BEGIN MATERIAL PROVIDED
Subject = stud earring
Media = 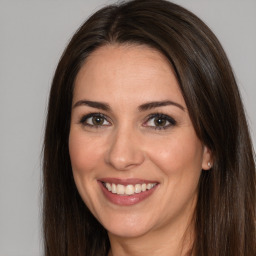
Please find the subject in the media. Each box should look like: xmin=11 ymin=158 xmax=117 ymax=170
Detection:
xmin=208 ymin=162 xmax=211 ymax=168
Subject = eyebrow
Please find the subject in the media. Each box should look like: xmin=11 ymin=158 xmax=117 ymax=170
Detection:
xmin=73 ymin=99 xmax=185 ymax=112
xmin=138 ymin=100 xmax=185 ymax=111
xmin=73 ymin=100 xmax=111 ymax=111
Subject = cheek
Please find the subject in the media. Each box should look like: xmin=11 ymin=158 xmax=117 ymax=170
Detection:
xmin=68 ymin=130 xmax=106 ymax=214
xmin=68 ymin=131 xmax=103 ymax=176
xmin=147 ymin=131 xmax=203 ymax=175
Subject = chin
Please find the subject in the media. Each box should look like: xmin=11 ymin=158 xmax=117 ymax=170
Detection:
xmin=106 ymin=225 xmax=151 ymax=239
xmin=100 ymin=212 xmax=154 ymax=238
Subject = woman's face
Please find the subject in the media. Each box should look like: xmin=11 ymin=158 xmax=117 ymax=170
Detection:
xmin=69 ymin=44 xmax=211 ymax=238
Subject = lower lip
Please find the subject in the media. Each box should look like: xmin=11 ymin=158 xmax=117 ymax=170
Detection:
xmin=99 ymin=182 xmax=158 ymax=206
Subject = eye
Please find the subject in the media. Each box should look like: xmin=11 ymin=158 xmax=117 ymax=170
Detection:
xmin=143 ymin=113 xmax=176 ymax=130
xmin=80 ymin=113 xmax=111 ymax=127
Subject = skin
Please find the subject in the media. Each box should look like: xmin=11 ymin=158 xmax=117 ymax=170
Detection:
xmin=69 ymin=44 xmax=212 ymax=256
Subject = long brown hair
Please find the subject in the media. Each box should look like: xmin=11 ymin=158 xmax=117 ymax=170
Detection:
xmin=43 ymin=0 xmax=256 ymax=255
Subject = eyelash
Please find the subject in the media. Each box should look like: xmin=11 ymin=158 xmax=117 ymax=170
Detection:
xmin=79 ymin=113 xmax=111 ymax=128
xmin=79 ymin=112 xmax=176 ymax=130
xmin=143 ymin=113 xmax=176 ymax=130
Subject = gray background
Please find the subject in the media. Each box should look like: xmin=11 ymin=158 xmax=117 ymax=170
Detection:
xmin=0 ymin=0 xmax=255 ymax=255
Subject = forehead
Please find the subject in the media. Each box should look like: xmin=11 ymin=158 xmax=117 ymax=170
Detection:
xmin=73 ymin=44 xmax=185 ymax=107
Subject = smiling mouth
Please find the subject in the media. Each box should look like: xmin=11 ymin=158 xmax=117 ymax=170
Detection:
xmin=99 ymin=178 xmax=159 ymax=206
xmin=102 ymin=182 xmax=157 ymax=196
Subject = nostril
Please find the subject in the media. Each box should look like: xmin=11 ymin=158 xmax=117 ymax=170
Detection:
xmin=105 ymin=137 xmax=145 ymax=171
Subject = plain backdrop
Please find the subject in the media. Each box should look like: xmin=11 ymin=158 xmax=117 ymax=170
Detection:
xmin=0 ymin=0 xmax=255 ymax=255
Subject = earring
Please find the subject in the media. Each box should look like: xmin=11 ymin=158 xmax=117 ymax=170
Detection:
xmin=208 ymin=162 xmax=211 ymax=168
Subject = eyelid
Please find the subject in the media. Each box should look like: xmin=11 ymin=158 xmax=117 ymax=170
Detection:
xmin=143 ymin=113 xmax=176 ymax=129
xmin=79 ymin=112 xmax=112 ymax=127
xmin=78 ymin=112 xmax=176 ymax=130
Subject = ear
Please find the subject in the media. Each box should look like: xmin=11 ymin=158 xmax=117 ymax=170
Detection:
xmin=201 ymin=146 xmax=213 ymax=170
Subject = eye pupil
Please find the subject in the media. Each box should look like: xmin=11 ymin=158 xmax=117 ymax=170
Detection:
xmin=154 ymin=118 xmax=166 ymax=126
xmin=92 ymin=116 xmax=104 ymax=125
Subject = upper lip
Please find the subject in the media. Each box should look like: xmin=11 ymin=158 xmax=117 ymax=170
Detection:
END MATERIAL PROVIDED
■ **WORK TASK**
Given the records above, restate word for word only the lines starting at the one with "Subject = woman's face" and ending at the one with "Subject = earring".

■ **TASK RESPONSE**
Subject = woman's face
Please find the subject in the media. Each box should look like: xmin=11 ymin=158 xmax=117 ymax=170
Detection:
xmin=69 ymin=44 xmax=211 ymax=238
Subject = lower lip
Please find the subject in the media. Each box should look like: xmin=11 ymin=158 xmax=117 ymax=170
Detection:
xmin=99 ymin=182 xmax=158 ymax=206
Subject = eye
Please find the subject in the media. Each box should look like: xmin=11 ymin=158 xmax=117 ymax=170
Detection:
xmin=143 ymin=113 xmax=176 ymax=130
xmin=80 ymin=113 xmax=111 ymax=127
Subject = skin
Please find the subject in the media. Each box should look like: xmin=11 ymin=158 xmax=117 ymax=170
Detection:
xmin=69 ymin=44 xmax=212 ymax=256
Subject = long brown hair
Please find the subject in the media. Each box should look like: xmin=11 ymin=158 xmax=117 ymax=170
Detection:
xmin=43 ymin=0 xmax=256 ymax=255
Subject = eyelash
Please find the subject in the media. Each box should look like: xmin=11 ymin=158 xmax=117 ymax=170
Detection:
xmin=79 ymin=113 xmax=111 ymax=128
xmin=79 ymin=112 xmax=176 ymax=130
xmin=143 ymin=113 xmax=176 ymax=130
Subject = gray background
Please find the subject in the media. Each box should look like: xmin=11 ymin=158 xmax=117 ymax=170
Detection:
xmin=0 ymin=0 xmax=255 ymax=255
Subject = forehead
Please find the subject in the media. Each box should look like: xmin=11 ymin=158 xmax=117 ymax=170
Detection:
xmin=73 ymin=44 xmax=185 ymax=107
Subject = smiling mouth
Please find the subject in the media. Each box should look like: xmin=11 ymin=158 xmax=117 ymax=170
Detection:
xmin=99 ymin=178 xmax=159 ymax=206
xmin=102 ymin=182 xmax=157 ymax=196
Subject = nostril
Please find the subject in the media. Each box should look like: xmin=11 ymin=158 xmax=117 ymax=170
Detection:
xmin=105 ymin=137 xmax=145 ymax=171
Subject = plain backdrop
Please find the subject in the media. Each box should look like: xmin=11 ymin=158 xmax=117 ymax=170
Detection:
xmin=0 ymin=0 xmax=255 ymax=255
Subject = earring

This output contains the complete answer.